= Task to carry out =
Please reproduce the stretch from the start of the rows through the line containing "0 93 L 5 93", both ends included, and keep the requests unchanged. Scale every number in the answers (the outline coordinates and the viewBox values) by 1.35, rounding to whole numbers with halves rounded up.

----------------------------------------

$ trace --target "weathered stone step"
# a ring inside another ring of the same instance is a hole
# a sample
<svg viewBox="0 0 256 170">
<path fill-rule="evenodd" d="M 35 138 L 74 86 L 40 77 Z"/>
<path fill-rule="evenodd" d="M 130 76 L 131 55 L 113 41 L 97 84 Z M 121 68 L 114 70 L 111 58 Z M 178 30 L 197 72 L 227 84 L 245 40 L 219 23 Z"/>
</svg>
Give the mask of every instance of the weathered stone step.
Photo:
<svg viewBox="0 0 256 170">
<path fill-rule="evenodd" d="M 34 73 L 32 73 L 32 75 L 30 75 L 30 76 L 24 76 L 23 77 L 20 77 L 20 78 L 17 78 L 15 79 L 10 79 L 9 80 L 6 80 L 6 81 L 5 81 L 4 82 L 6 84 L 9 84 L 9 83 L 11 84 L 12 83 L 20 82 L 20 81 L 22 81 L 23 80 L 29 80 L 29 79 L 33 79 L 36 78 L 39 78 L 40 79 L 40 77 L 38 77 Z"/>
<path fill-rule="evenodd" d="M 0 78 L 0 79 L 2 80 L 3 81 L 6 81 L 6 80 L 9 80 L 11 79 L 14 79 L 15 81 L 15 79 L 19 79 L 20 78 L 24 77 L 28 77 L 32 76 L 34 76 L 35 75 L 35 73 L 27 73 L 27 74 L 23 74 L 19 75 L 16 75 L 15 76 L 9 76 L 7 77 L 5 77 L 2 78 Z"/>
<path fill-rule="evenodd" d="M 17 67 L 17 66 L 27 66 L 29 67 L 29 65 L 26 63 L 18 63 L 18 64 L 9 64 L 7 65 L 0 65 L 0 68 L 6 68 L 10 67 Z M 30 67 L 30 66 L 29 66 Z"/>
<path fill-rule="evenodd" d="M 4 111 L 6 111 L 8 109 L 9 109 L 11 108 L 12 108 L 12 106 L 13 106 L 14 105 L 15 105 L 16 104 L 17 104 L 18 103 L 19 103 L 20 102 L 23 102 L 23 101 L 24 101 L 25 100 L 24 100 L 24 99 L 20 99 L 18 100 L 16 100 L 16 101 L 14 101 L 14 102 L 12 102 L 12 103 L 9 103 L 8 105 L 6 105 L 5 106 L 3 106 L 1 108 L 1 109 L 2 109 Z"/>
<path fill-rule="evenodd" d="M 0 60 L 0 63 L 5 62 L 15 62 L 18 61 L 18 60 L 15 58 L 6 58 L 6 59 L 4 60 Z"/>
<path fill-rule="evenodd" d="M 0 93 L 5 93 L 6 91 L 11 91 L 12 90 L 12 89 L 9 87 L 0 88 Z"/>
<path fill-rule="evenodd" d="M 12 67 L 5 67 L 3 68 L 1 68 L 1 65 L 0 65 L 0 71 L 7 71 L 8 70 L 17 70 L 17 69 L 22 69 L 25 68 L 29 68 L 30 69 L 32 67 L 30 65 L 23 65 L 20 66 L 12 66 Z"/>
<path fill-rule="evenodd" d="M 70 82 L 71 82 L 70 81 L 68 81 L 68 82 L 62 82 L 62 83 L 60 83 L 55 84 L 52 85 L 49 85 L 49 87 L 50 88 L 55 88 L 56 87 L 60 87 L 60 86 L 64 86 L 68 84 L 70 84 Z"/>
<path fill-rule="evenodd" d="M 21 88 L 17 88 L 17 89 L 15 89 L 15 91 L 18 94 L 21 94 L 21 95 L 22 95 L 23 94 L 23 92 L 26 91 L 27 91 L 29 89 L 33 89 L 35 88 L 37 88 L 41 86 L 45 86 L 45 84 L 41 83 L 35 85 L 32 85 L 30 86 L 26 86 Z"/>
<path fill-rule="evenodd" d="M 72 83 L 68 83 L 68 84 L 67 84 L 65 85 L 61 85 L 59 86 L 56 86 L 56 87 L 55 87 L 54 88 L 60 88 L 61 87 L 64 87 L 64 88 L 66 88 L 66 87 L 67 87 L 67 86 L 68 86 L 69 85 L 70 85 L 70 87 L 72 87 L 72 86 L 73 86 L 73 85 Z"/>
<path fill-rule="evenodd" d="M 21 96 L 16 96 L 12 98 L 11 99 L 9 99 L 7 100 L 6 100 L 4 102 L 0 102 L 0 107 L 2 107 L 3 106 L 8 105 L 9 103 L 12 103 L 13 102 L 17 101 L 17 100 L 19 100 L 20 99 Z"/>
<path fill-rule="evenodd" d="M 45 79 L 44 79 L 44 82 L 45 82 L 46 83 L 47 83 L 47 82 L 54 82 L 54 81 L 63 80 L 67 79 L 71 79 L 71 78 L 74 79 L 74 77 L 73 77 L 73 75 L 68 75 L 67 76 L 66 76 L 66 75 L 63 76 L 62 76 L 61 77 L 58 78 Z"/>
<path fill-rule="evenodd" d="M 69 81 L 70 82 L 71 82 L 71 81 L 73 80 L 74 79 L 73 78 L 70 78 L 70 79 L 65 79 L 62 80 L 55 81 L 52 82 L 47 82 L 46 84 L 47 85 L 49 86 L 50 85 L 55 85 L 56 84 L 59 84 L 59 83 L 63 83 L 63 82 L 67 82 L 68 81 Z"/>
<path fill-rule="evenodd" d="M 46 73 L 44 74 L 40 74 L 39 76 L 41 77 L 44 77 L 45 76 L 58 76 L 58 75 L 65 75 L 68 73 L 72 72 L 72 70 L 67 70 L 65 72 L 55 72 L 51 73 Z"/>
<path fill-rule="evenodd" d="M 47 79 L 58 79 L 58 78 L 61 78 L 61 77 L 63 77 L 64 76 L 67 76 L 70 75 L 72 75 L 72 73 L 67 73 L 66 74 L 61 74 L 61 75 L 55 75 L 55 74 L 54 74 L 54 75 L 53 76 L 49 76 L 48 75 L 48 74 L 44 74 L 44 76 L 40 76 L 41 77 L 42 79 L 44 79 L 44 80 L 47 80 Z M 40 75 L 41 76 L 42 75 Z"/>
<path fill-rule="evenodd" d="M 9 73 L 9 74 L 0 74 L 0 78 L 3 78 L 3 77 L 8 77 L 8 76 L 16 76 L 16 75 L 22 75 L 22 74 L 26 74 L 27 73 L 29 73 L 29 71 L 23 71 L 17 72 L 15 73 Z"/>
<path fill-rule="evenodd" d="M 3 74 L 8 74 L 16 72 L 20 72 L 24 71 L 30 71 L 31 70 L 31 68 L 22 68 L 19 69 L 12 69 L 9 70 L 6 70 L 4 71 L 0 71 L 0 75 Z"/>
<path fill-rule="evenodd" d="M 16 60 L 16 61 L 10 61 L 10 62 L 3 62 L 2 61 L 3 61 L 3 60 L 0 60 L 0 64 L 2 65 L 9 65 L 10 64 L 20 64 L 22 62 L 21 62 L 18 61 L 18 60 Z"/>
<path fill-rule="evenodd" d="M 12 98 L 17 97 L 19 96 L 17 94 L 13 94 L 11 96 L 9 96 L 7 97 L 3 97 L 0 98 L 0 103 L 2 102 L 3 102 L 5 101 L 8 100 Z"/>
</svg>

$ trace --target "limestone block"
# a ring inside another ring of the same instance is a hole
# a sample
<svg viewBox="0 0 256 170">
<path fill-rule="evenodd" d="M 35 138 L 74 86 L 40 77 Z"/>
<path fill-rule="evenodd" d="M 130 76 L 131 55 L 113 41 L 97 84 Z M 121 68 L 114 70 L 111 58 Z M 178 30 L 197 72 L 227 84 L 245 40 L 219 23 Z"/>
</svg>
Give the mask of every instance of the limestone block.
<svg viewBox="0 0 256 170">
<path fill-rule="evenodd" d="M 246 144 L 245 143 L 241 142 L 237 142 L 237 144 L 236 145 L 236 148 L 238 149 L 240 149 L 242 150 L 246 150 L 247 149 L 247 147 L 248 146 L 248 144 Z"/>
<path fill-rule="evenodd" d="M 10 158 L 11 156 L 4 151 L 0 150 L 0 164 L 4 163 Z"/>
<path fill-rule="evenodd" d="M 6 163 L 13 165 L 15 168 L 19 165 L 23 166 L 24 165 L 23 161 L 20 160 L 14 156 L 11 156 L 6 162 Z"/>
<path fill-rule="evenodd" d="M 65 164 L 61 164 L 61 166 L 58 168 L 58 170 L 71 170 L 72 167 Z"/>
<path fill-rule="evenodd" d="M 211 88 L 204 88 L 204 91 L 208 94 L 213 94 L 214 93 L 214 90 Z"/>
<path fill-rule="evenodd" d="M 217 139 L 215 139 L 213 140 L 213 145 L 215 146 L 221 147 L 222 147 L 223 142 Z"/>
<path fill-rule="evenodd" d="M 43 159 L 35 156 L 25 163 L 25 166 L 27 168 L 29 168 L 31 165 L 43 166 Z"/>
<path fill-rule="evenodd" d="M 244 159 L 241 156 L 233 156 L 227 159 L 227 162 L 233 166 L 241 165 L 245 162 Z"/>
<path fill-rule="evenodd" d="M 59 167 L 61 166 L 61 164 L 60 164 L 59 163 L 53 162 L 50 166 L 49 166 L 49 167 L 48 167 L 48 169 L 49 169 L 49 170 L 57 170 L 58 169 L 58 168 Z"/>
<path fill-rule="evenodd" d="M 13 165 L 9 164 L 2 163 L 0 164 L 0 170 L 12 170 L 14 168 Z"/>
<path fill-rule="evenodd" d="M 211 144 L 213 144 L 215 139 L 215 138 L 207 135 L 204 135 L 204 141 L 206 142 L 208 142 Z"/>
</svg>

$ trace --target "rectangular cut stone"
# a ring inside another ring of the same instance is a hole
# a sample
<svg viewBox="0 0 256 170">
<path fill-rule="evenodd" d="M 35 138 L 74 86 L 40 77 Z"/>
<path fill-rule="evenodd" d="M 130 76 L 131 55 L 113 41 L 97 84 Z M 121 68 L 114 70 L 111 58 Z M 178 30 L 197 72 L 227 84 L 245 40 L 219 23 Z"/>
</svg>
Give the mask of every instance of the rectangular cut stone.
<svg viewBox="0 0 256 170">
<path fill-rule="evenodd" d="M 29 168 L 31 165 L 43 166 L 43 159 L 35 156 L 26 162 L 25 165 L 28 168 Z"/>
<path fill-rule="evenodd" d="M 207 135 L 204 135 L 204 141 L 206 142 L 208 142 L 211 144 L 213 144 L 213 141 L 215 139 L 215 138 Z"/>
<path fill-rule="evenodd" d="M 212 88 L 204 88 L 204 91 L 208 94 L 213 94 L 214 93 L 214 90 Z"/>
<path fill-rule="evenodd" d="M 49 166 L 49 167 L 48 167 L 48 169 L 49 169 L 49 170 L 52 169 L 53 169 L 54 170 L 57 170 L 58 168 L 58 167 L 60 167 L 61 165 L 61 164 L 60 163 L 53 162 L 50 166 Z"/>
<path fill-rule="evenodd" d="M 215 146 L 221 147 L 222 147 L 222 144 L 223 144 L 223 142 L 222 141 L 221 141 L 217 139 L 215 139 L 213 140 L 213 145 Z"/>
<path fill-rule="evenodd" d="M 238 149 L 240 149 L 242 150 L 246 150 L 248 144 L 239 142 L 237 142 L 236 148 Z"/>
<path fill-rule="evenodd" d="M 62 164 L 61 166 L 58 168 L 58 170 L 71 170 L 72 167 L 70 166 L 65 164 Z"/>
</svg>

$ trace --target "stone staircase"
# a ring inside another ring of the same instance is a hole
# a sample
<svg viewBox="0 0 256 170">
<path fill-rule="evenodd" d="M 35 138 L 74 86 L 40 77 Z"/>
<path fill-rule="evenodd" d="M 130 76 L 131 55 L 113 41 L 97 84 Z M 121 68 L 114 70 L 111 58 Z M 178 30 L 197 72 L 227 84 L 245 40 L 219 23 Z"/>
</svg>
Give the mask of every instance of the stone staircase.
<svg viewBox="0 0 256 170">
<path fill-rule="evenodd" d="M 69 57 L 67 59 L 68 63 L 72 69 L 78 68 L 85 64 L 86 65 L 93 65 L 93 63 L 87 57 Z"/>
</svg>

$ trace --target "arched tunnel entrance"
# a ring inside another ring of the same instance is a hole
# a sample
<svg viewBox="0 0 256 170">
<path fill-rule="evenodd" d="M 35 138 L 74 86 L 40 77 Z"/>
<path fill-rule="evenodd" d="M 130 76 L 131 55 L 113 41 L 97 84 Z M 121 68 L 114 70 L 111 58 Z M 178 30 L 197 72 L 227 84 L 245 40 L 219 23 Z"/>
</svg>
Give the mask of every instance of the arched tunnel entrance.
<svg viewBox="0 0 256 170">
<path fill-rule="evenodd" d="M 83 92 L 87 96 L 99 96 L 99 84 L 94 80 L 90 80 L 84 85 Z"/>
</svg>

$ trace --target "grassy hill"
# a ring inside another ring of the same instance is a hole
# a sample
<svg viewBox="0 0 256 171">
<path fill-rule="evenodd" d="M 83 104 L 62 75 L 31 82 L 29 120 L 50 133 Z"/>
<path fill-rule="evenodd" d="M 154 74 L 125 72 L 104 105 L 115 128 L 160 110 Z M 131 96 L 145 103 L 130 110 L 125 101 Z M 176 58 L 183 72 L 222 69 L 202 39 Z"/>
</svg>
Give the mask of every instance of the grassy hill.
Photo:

----------------------------------------

= Finished answer =
$ trace --target "weathered stone step"
# a ring inside another ring of the same instance is a hole
# a sample
<svg viewBox="0 0 256 170">
<path fill-rule="evenodd" d="M 35 138 L 74 86 L 40 77 Z"/>
<path fill-rule="evenodd" d="M 130 76 L 131 55 L 113 41 L 97 84 Z M 121 68 L 114 70 L 111 58 Z M 178 30 L 197 72 L 227 84 L 245 40 L 219 23 Z"/>
</svg>
Give the mask of every instance of the weathered stone step.
Photo:
<svg viewBox="0 0 346 230">
<path fill-rule="evenodd" d="M 46 99 L 43 99 L 43 101 L 41 101 L 41 103 L 32 103 L 31 104 L 27 104 L 27 105 L 23 105 L 20 107 L 14 107 L 12 108 L 8 108 L 8 109 L 7 109 L 5 111 L 8 113 L 12 113 L 12 112 L 15 113 L 16 112 L 27 111 L 27 109 L 30 109 L 31 108 L 39 108 L 39 107 L 45 107 L 49 105 L 53 105 L 54 107 L 54 104 L 51 104 Z"/>
<path fill-rule="evenodd" d="M 0 105 L 0 107 L 3 108 L 4 109 L 8 109 L 8 108 L 12 108 L 15 107 L 19 107 L 20 109 L 20 107 L 26 107 L 27 105 L 32 104 L 38 104 L 43 103 L 46 103 L 47 101 L 47 99 L 36 99 L 36 100 L 31 100 L 26 101 L 22 101 L 20 103 L 12 103 L 9 104 L 7 104 L 3 105 Z"/>
<path fill-rule="evenodd" d="M 23 90 L 23 89 L 36 89 L 39 90 L 39 88 L 35 85 L 24 85 L 24 86 L 12 86 L 9 88 L 0 88 L 0 92 L 8 92 L 14 90 Z M 41 90 L 41 89 L 39 89 Z"/>
<path fill-rule="evenodd" d="M 5 150 L 8 150 L 11 147 L 12 147 L 15 146 L 16 146 L 16 143 L 18 143 L 19 142 L 20 142 L 22 140 L 23 140 L 24 139 L 26 139 L 27 138 L 31 138 L 31 136 L 32 136 L 34 135 L 32 135 L 32 134 L 27 134 L 24 135 L 22 135 L 22 136 L 19 136 L 19 138 L 16 138 L 16 139 L 12 139 L 11 142 L 8 142 L 7 143 L 4 143 L 1 146 L 1 147 L 3 147 Z"/>
<path fill-rule="evenodd" d="M 0 81 L 0 85 L 7 84 L 20 84 L 24 82 L 24 81 L 20 78 L 8 78 L 8 80 L 5 81 Z"/>
<path fill-rule="evenodd" d="M 0 126 L 7 126 L 8 123 L 15 123 L 16 122 L 16 120 L 12 117 L 0 119 Z"/>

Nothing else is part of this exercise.